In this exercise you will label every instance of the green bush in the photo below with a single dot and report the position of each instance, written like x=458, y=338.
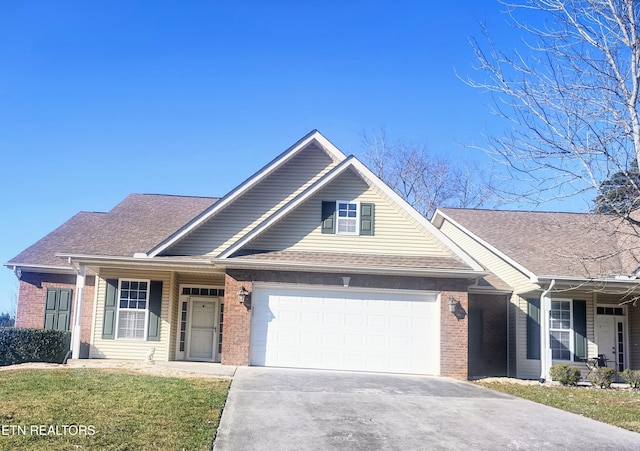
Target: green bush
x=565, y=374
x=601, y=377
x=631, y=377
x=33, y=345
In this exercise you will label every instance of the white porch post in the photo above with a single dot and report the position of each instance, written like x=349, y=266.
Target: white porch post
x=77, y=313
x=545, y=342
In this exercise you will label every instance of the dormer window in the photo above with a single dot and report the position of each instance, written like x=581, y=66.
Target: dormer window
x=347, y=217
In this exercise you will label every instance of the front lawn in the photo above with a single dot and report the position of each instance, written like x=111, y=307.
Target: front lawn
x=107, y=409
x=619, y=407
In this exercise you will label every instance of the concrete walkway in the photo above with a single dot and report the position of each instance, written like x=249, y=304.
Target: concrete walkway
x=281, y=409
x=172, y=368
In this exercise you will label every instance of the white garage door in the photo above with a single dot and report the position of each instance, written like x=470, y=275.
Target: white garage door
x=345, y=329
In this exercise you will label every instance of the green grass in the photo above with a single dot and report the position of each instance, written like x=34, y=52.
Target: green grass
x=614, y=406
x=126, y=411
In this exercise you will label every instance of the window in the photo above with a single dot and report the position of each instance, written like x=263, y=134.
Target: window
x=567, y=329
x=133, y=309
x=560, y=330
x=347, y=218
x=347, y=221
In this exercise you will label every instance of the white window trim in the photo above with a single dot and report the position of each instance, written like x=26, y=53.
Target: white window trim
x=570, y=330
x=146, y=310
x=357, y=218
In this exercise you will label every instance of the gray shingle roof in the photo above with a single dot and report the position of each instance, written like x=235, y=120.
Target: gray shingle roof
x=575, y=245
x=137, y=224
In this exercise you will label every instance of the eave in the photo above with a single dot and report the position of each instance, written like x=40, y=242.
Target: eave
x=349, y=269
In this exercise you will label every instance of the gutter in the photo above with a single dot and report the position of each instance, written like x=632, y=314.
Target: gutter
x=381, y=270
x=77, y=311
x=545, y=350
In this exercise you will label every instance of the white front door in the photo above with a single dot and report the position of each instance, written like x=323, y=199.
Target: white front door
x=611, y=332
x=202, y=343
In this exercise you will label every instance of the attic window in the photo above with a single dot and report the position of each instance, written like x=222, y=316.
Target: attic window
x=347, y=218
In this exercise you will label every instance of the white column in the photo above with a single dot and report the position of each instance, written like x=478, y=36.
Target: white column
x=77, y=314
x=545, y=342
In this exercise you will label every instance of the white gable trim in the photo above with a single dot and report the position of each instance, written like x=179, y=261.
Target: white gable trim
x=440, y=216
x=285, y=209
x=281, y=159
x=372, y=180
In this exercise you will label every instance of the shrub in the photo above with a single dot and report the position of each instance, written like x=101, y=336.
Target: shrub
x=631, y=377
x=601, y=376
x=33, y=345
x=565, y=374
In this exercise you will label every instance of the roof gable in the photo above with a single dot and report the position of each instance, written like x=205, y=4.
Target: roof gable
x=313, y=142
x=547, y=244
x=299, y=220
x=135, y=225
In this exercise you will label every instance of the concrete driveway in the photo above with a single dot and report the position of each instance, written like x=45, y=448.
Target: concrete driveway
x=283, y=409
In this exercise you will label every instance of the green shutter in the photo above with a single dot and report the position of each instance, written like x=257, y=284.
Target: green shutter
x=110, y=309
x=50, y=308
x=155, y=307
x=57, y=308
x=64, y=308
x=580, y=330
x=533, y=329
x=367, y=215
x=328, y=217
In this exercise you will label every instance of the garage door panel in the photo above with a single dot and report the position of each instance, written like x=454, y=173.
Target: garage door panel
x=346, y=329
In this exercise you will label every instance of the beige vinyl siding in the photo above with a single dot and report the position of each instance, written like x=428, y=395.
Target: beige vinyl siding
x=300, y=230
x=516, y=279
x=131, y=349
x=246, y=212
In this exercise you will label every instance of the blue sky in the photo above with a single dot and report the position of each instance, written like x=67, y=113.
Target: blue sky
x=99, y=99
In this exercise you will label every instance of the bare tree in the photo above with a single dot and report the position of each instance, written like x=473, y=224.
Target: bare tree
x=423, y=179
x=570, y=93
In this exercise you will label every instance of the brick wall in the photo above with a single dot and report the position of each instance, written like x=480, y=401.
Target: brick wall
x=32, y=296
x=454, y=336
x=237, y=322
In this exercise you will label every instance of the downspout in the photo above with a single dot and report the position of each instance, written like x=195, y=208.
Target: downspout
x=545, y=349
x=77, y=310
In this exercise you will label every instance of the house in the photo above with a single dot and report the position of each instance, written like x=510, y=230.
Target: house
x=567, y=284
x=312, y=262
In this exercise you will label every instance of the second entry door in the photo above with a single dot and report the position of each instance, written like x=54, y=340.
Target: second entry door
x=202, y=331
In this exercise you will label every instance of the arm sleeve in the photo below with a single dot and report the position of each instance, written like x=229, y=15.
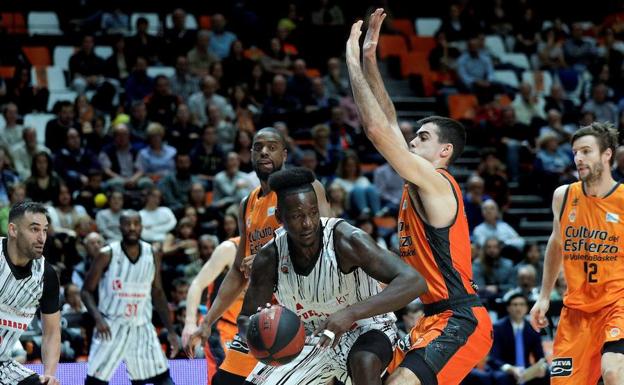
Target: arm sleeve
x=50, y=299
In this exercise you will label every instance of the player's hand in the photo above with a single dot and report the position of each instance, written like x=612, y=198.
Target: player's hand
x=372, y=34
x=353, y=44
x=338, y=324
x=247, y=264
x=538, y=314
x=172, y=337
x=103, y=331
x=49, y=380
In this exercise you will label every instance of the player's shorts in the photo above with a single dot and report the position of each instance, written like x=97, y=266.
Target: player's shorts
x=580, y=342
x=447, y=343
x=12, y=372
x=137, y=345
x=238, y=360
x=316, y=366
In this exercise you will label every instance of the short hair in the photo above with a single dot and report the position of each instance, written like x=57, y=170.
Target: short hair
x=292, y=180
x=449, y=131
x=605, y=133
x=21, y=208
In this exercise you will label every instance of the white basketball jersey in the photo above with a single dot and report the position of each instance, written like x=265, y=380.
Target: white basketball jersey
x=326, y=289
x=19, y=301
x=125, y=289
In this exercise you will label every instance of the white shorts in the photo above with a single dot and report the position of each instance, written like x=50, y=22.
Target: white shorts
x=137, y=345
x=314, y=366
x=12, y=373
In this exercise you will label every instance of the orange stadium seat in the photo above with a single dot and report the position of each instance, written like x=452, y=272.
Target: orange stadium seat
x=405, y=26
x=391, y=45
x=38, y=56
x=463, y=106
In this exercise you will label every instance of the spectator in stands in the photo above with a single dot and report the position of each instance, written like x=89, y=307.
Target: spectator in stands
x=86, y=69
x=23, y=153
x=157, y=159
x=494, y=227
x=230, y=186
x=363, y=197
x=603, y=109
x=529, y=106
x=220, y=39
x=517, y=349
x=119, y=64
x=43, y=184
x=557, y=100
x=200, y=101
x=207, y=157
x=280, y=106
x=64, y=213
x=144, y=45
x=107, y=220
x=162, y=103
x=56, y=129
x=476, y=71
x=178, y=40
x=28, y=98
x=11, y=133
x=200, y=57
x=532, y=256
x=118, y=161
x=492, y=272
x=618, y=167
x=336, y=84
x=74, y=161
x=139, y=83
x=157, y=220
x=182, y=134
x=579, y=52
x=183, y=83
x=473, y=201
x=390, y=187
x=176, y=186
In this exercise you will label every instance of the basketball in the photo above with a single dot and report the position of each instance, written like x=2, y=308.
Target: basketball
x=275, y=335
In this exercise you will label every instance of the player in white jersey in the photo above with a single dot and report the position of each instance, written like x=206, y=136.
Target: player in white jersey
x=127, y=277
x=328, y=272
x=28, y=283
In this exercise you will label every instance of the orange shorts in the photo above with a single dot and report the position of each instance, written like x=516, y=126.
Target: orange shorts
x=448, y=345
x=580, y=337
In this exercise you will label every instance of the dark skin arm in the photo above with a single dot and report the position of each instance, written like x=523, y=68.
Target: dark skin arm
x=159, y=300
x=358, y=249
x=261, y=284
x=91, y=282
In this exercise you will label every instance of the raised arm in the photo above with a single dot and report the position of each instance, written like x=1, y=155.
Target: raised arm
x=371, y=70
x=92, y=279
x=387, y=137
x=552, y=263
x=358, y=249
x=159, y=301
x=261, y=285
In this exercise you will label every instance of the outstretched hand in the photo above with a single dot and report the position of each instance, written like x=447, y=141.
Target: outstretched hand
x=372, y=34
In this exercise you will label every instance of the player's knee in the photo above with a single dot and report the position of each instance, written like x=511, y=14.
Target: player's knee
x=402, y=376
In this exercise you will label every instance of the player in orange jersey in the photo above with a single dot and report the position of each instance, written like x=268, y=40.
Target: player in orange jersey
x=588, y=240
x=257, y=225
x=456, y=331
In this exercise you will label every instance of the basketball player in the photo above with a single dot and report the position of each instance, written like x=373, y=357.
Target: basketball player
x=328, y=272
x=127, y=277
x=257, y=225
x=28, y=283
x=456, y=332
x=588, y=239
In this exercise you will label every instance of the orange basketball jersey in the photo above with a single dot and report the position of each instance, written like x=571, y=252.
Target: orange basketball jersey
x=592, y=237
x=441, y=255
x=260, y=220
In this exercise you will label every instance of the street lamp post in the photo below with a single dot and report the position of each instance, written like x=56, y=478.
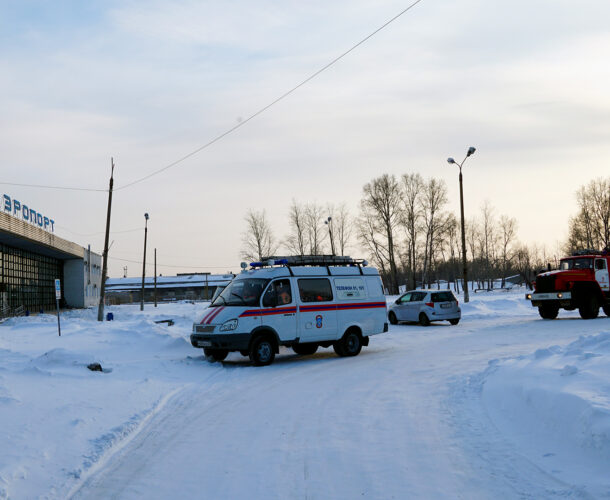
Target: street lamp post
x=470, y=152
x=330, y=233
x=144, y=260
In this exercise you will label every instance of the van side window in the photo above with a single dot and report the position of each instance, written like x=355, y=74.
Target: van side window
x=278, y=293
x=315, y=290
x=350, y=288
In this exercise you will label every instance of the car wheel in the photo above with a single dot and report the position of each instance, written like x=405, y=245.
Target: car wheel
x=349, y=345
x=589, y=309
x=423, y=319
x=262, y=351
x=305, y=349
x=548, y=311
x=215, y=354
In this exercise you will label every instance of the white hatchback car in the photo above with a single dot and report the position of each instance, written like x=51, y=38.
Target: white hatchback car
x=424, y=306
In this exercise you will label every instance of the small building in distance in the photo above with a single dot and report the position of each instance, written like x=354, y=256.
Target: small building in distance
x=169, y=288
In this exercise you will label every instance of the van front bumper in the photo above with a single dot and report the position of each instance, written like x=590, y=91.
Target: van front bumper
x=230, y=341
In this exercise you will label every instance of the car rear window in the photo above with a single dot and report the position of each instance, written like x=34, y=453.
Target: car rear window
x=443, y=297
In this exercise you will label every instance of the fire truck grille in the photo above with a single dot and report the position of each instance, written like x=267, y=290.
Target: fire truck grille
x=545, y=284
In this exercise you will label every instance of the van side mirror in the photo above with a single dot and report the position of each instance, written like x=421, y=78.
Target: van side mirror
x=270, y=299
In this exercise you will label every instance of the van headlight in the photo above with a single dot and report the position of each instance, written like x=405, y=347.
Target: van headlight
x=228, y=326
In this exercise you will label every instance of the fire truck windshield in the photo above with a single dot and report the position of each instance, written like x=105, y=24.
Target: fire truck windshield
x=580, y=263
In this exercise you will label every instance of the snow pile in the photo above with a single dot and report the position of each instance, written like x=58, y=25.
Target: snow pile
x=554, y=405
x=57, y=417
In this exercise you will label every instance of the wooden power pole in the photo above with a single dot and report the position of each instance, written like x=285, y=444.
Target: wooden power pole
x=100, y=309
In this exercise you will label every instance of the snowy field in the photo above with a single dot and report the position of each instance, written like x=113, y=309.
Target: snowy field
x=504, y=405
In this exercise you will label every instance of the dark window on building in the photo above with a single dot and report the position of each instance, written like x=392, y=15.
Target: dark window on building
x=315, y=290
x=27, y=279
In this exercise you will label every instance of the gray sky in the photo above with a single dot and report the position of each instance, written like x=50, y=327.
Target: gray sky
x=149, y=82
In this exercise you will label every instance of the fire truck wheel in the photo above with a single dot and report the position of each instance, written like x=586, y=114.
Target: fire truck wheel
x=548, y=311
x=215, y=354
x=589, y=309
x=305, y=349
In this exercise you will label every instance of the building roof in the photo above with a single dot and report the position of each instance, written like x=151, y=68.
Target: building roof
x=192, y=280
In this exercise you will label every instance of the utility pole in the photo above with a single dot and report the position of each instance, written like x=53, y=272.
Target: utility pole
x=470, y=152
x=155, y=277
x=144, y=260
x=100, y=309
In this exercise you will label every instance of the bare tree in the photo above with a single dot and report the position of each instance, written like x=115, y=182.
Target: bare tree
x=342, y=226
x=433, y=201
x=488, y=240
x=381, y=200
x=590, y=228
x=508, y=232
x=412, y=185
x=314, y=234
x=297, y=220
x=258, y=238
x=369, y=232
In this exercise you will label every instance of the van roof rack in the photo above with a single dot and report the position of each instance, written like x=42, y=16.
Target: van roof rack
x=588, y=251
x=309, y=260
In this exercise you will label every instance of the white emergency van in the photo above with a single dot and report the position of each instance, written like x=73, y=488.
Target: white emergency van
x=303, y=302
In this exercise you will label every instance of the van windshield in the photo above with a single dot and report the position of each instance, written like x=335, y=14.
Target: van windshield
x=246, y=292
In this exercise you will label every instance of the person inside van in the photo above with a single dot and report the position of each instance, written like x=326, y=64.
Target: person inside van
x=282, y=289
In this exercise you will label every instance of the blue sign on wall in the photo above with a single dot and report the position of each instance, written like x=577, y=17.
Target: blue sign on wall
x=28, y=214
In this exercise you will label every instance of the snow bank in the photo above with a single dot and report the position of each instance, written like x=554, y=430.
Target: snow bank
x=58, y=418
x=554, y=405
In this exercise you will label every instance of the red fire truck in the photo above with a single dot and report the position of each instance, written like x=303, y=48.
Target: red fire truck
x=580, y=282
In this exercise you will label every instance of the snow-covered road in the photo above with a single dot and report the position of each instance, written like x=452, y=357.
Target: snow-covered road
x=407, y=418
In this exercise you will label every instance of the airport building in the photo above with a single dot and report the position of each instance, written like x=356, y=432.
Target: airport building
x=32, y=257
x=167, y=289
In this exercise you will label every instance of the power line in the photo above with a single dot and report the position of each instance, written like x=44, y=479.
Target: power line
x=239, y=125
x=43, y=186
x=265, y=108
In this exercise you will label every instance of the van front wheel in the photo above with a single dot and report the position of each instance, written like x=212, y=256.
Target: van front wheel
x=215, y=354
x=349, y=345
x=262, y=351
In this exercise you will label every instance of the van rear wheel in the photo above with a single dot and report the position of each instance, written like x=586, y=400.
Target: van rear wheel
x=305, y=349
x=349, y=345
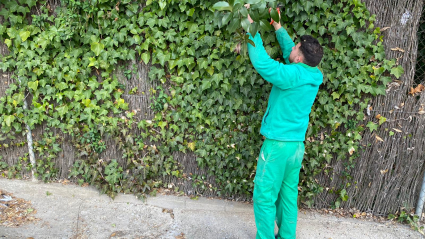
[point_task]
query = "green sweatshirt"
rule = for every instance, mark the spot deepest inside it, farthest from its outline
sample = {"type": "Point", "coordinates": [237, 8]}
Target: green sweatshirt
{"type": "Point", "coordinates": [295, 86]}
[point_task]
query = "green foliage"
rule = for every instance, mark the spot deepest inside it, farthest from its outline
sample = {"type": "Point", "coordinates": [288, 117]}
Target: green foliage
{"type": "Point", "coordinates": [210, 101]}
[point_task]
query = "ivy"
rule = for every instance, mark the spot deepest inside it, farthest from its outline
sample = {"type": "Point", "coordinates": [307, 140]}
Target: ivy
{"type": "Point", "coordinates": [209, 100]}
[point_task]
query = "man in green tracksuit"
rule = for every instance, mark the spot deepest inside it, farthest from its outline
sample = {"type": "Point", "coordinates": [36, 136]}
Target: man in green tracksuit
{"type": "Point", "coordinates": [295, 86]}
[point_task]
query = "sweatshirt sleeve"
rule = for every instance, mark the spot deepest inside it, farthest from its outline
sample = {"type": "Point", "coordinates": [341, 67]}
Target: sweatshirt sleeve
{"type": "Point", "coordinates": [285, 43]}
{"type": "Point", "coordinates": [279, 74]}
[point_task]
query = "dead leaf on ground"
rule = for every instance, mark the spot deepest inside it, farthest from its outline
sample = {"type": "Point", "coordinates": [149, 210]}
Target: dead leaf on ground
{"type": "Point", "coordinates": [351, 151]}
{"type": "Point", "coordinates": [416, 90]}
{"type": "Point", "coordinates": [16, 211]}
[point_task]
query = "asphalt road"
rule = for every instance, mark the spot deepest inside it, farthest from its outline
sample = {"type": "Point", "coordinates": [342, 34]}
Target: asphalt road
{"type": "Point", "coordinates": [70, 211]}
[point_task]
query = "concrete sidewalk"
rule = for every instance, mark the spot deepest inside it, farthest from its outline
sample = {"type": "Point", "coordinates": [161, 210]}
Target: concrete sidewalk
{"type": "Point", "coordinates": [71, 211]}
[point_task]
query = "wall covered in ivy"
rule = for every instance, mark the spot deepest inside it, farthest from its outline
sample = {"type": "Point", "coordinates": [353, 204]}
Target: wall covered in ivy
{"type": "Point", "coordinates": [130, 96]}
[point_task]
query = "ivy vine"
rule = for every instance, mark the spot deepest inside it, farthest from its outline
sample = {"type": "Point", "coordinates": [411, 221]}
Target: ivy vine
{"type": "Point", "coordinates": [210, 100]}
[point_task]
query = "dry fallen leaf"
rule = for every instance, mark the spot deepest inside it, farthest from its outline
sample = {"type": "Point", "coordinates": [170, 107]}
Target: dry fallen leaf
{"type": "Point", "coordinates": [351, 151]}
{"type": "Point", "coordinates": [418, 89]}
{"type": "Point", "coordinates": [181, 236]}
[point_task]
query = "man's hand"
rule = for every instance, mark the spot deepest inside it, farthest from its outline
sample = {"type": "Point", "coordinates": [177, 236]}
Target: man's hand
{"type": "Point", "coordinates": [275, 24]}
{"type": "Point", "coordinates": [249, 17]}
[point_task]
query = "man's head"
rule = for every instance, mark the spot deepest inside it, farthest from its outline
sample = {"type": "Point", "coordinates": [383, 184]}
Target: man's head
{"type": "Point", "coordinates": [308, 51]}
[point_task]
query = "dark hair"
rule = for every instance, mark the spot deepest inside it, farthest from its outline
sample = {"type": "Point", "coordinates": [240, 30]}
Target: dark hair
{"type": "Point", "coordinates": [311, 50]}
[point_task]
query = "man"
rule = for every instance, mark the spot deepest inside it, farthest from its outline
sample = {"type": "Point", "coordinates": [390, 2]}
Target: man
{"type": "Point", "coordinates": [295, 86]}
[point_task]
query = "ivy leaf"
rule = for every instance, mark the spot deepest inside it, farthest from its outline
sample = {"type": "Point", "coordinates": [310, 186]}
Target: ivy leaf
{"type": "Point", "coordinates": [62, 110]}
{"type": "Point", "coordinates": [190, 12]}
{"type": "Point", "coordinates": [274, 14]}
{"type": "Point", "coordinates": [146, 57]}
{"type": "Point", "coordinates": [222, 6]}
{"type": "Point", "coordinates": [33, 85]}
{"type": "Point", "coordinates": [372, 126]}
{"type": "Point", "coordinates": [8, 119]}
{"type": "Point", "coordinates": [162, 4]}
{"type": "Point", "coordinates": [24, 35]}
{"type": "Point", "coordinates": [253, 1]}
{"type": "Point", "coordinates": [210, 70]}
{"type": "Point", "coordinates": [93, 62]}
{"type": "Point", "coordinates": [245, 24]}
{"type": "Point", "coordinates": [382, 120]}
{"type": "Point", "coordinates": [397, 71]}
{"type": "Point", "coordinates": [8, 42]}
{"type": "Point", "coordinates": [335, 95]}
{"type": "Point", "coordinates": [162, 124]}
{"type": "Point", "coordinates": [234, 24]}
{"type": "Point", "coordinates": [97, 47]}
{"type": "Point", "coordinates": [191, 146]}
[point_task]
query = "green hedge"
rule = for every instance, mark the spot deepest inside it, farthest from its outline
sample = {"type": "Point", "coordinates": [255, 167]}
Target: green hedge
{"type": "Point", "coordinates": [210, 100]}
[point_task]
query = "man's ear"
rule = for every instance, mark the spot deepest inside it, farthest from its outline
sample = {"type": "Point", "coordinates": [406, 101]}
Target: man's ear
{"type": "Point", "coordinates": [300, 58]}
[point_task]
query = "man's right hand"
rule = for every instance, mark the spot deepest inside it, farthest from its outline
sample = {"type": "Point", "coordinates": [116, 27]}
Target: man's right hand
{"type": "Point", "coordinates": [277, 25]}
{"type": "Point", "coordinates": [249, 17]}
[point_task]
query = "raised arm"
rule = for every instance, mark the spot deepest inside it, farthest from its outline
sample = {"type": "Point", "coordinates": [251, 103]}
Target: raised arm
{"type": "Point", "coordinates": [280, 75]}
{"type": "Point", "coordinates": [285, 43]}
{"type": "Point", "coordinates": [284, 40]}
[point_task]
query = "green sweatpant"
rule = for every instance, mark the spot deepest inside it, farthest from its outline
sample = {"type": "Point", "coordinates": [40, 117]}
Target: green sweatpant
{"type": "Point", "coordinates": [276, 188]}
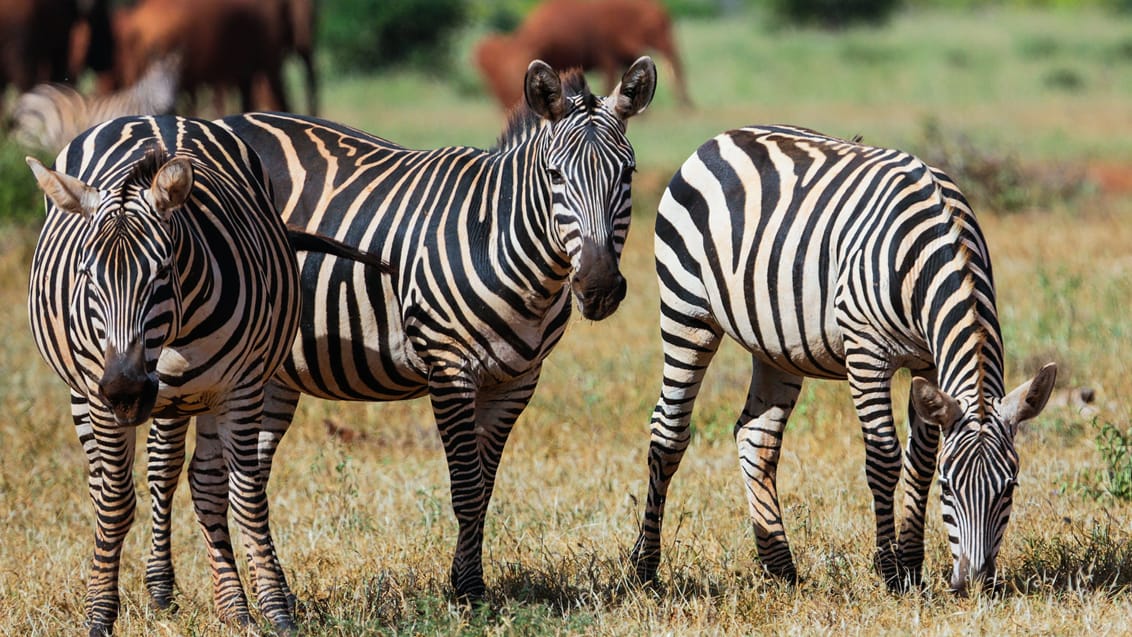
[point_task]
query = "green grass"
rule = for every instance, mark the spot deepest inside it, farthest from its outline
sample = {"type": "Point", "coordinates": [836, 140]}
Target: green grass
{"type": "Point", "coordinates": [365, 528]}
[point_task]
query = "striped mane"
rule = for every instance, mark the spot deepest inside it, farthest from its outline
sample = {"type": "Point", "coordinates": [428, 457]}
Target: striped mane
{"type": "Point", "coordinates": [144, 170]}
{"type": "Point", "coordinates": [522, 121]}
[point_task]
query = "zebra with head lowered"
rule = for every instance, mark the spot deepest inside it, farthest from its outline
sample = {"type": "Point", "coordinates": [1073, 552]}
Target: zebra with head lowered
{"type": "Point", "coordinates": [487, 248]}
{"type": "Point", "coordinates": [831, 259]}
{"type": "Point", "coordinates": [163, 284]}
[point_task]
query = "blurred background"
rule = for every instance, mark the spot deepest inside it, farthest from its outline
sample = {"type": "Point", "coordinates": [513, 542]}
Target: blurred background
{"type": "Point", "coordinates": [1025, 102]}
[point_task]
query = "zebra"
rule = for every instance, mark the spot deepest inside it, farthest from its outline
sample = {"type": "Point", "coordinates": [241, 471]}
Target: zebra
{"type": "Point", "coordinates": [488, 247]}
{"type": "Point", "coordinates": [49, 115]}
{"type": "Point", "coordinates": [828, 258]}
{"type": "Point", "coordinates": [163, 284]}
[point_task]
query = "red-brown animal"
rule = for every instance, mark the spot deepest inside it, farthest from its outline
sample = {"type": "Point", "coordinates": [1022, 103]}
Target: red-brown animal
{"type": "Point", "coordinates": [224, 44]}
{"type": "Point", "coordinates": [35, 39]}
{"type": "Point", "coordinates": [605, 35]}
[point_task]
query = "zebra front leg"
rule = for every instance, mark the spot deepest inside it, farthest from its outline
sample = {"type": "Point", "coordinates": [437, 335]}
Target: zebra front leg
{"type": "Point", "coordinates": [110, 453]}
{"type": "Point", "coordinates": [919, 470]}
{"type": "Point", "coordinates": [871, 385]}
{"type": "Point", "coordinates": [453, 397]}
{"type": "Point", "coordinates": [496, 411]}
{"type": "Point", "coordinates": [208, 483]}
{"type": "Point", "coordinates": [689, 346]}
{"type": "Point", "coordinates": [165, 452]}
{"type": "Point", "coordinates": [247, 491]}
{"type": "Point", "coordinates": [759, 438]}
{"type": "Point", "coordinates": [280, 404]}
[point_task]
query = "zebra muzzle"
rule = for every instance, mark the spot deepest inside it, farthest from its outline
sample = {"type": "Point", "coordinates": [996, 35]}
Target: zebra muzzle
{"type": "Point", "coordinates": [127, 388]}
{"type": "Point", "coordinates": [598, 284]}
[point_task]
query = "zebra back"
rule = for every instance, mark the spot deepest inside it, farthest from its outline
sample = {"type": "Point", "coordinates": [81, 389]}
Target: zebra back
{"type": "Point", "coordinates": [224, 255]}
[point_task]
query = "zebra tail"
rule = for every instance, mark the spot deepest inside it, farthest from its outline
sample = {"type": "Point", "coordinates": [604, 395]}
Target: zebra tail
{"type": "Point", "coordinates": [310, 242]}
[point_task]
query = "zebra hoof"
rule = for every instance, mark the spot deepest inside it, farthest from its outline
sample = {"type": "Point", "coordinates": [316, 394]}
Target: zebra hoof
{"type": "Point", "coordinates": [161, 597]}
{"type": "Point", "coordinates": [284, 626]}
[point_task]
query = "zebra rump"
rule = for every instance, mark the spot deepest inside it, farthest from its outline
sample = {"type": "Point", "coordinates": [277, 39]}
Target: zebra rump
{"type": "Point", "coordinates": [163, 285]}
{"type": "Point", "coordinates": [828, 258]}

TASK DETAILS
Determine the number of lines in the data above that hold "below", and reply with that number alone.

REPLY
3